- Given text:
^^^^^^^^

Imagine sauntering through leafy French boulevards enjoying the sights and sounds of Paris in the Spring, gazing in awe at the Taj Mahal on a personal guided tour, or playing a full round of golf in perfect weather conditions – all without leaving the comfort of your own living room.
These are just some of the experiences sophisticated virtual reality (VR) systems already seek to replicate and whose developers hope could soon be delivered via the most ‘immersive’ and believable artificial sensory experiences short of real life participation ever created.
After years of relatively slow but steady development, recent media events such as the release of Steven Spielberg’s VR based adventure movie ‘Ready Player One’ have driven a surge of new interest in both virtual reality and its popular but less immersive offshoot, augmented reality (AR). Low cost viewing platforms such as Google Cardboard have also increased both the attractiveness of VR and the awareness of its potential benefits.

^^^^^^^^

- Brief A:
Using the virtual reality text, answer the following:
(i) Which Steven Spielberg movie does it name?
(ii) Which low-cost viewing platform does it mention?
(iii) How does it describe augmented reality in relation to virtual reality?
- Brief B:
Print the stretch of the virtual reality text from "These are just" through "participation ever created.", copying it exactly.
- Brief C:
Carry on the virtual reality text from where it stops.

- Supplied data:
^^^^^^^^

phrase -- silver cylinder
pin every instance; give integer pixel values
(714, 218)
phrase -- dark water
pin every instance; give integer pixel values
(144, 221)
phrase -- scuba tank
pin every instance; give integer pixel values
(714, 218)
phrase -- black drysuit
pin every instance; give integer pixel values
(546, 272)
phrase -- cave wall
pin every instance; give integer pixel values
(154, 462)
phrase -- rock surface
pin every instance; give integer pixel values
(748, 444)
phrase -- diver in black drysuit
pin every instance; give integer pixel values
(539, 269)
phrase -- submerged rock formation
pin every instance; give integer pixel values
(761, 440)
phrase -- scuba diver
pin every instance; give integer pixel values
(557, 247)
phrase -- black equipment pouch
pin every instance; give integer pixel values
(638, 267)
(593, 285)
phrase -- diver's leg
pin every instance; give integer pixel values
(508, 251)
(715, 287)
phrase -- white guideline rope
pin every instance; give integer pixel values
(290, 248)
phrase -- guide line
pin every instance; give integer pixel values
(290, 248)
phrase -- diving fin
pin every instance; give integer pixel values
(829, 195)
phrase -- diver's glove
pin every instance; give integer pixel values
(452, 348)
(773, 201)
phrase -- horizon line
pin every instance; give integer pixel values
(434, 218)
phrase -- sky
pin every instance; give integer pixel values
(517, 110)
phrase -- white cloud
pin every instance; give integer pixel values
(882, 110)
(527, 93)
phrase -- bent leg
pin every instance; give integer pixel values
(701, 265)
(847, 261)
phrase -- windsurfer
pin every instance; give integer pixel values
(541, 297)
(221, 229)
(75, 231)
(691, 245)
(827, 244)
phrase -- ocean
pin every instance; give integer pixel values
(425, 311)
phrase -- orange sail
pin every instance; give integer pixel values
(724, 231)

^^^^^^^^

- Written response A:
(i) ‘Ready Player One’
(ii) Google Cardboard
(iii) As its popular but less immersive offshoot

- Written response B:
These are just some of the experiences sophisticated virtual reality (VR) systems already seek to replicate and whose developers hope could soon be delivered via the most ‘immersive’ and believable artificial sensory experiences short of real life participation ever created.

- Written response C:
A market that was once largely the preserve of dedicated computer gamers has increasingly moved to embrace sectors as diverse as product marketing, education and lifesaving training and is rapidly gaining traction as a serious investment prospect.
Magic Leap, a US start-up company developing a new generation of ‘mixed reality’ viewing goggles, has already attracted US$1.9bn in investment from a variety of high-profile technology companies including Google and Alibaba1 Such is the buzz surrounding the project, that some researchers have said its innovation could ultimately be as significant as the birth of the internet or even signal “the death of reality”.
At a more prosaic level, sector analyst Greenlight Insights predicts global VR revenues could reach US$75bn by 2021 from just over an estimated US$7bn in 2017. According to analyst Orbis Research, overall global VR revenue is expected to grow at 54.84 CAGR from 2018 to 2023.
Recent years have seen VR partly overshadowed by AR – as typified by its successful use in the Pokemon Go gaming craze of 2016 and its application in social media. According to a 2017 report from specialist research provider Zion Market Research, global augmented reality market share was valued at around US$3.33bn in 2015 and is expected to reach approximately US$133.78bn in 2021.
Nevertheless, while acknowledging the relative strength of the AR proposition and forecast growth in this market, Newton’s Paul Markham believes the most significant developments in this field are yet to come and will most likely centre on VR.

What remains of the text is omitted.